__WRITTEN EXERCISE__: Gather every line of the material below that contains the string "lantern", matching case exactly.

__SOURCE MATERIAL__:
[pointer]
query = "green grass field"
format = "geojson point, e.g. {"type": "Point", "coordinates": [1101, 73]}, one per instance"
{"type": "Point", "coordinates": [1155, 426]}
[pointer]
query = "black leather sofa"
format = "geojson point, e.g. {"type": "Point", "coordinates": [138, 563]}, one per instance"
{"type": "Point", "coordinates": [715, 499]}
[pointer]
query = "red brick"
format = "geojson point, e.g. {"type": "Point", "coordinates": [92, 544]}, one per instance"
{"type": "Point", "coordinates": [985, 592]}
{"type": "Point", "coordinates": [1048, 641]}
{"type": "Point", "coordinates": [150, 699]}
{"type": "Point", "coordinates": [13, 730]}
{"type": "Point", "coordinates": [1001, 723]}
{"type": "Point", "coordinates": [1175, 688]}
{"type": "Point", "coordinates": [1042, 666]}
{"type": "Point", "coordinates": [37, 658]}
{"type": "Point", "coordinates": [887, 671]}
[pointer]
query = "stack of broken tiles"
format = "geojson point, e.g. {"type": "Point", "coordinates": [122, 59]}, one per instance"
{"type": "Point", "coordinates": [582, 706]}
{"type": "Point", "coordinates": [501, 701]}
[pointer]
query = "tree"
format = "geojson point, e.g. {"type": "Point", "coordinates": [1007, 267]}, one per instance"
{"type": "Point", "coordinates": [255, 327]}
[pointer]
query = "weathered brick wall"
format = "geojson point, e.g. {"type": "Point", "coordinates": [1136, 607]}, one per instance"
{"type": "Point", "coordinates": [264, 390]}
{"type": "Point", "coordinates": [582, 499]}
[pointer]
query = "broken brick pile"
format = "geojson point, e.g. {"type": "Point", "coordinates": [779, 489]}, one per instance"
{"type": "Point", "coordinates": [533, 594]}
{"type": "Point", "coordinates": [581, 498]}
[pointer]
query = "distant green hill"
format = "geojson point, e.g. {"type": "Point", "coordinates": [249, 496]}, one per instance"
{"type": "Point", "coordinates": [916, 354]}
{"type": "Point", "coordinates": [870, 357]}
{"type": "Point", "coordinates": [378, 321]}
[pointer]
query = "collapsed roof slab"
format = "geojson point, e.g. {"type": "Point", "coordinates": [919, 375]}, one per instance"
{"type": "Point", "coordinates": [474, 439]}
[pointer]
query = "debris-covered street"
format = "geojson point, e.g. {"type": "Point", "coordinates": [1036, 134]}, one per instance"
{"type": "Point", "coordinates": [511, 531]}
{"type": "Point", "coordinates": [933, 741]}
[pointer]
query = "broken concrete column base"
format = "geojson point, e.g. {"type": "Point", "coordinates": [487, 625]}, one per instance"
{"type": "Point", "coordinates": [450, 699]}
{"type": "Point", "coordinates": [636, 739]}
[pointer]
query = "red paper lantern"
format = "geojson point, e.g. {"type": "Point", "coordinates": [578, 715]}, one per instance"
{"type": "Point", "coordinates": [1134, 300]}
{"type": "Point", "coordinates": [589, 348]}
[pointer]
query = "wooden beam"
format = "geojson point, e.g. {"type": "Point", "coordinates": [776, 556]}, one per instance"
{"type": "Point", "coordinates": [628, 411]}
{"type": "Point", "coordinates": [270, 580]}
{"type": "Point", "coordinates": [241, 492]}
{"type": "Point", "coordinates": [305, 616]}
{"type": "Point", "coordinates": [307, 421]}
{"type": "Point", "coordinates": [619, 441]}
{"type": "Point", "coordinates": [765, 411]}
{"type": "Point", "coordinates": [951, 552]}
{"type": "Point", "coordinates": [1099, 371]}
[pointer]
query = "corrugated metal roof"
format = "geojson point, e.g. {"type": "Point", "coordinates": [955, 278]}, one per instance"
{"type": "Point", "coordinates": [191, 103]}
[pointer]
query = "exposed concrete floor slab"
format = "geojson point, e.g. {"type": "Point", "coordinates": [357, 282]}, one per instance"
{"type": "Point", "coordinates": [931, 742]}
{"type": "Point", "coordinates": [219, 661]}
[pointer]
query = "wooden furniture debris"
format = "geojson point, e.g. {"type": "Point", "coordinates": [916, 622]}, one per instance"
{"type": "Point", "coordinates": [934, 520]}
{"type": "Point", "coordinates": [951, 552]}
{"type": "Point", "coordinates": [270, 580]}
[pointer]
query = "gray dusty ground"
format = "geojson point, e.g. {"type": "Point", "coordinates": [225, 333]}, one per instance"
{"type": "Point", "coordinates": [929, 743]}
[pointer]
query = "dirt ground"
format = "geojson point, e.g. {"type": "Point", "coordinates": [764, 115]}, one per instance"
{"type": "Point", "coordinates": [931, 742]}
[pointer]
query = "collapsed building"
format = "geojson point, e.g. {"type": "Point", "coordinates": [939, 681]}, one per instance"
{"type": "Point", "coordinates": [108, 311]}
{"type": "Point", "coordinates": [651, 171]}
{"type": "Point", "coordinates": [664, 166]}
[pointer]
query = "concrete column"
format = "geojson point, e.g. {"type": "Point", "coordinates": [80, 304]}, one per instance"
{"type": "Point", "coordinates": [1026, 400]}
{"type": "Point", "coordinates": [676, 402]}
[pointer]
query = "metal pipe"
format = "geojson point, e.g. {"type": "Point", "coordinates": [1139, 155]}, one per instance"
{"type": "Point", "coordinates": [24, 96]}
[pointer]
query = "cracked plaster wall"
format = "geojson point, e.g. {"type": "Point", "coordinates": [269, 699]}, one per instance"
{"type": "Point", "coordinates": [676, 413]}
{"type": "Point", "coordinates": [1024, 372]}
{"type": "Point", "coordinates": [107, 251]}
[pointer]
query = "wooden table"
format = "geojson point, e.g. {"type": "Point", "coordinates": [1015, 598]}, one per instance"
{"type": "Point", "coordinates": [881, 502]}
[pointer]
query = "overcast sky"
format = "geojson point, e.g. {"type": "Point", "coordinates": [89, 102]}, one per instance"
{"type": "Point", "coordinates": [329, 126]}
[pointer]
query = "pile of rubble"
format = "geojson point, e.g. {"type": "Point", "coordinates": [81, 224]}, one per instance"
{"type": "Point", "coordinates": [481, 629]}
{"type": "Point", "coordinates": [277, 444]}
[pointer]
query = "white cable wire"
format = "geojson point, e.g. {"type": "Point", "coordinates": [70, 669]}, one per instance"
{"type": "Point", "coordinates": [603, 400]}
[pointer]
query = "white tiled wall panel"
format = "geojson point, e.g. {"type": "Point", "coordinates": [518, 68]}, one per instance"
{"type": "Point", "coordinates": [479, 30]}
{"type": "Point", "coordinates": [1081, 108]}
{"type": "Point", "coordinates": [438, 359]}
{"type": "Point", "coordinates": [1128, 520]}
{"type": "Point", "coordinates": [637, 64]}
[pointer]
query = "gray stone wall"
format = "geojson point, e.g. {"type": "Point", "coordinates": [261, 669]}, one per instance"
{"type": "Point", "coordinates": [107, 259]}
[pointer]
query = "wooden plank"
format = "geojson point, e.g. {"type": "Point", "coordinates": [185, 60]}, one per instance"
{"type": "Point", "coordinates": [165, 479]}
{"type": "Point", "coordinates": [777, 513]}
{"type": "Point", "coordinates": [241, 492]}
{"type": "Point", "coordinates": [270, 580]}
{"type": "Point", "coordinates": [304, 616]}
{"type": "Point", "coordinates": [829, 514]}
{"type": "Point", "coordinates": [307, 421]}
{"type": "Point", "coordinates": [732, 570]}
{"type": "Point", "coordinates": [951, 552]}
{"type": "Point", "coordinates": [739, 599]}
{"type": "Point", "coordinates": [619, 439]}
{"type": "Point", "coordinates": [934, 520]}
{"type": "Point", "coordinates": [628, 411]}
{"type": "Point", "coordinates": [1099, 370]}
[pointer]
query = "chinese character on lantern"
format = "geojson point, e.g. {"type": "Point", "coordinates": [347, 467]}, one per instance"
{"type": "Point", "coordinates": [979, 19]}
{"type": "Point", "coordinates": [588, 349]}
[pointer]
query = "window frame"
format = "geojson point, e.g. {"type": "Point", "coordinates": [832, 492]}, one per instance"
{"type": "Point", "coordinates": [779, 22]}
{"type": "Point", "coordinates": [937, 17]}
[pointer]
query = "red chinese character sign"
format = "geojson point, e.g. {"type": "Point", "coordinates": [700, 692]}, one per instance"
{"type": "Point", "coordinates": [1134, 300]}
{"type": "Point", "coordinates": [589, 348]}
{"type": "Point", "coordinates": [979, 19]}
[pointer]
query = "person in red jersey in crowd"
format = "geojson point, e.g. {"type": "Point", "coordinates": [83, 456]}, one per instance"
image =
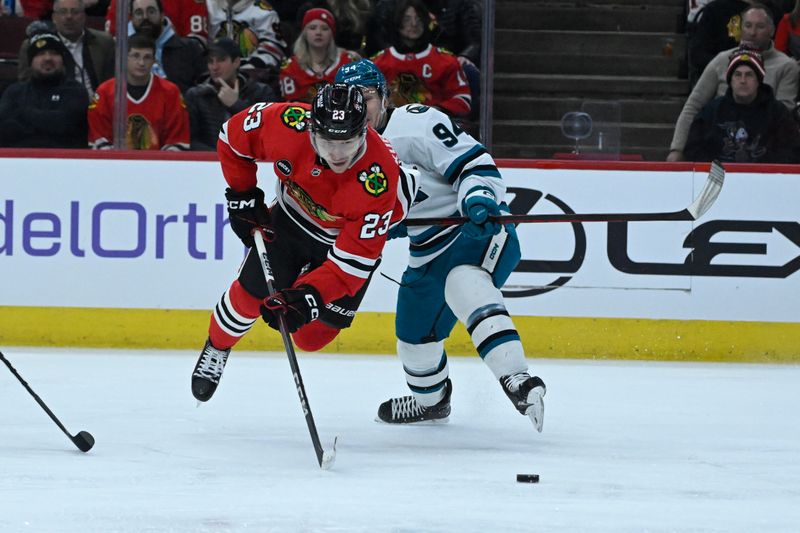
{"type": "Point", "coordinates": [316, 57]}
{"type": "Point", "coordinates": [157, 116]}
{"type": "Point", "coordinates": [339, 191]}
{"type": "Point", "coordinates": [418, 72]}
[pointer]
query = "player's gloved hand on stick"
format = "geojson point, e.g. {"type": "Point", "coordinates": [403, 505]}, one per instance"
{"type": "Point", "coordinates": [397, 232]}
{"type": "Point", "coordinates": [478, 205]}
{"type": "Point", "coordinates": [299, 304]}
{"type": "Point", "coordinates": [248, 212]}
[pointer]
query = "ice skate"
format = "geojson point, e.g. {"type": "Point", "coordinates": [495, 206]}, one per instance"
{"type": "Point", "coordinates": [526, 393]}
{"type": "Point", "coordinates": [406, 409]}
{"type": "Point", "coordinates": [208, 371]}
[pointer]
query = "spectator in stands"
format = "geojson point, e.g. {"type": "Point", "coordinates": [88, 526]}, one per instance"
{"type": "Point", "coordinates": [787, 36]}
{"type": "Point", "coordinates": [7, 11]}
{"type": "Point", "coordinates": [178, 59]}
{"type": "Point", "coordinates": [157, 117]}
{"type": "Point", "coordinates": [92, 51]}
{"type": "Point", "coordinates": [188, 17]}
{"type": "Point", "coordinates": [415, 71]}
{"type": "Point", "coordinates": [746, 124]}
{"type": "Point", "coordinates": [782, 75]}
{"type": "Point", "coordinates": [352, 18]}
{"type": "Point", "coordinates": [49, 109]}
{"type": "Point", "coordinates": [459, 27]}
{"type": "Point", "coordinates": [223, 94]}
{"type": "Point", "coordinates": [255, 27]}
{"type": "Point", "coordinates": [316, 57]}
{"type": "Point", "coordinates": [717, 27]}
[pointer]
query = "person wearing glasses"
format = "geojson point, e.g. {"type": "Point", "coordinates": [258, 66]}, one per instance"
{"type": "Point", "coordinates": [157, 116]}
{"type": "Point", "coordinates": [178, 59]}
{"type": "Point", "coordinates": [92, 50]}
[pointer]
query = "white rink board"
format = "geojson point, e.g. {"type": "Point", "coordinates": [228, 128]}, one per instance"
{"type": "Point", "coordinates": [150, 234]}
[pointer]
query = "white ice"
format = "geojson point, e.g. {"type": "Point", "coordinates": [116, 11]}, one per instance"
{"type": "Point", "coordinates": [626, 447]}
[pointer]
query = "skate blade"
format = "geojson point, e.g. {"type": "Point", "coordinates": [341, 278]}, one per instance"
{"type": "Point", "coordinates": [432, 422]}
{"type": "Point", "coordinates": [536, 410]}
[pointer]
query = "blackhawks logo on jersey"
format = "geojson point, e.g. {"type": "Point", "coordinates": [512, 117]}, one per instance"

__THE REPLY__:
query = "red paper lantern"
query = "chinese character on lantern"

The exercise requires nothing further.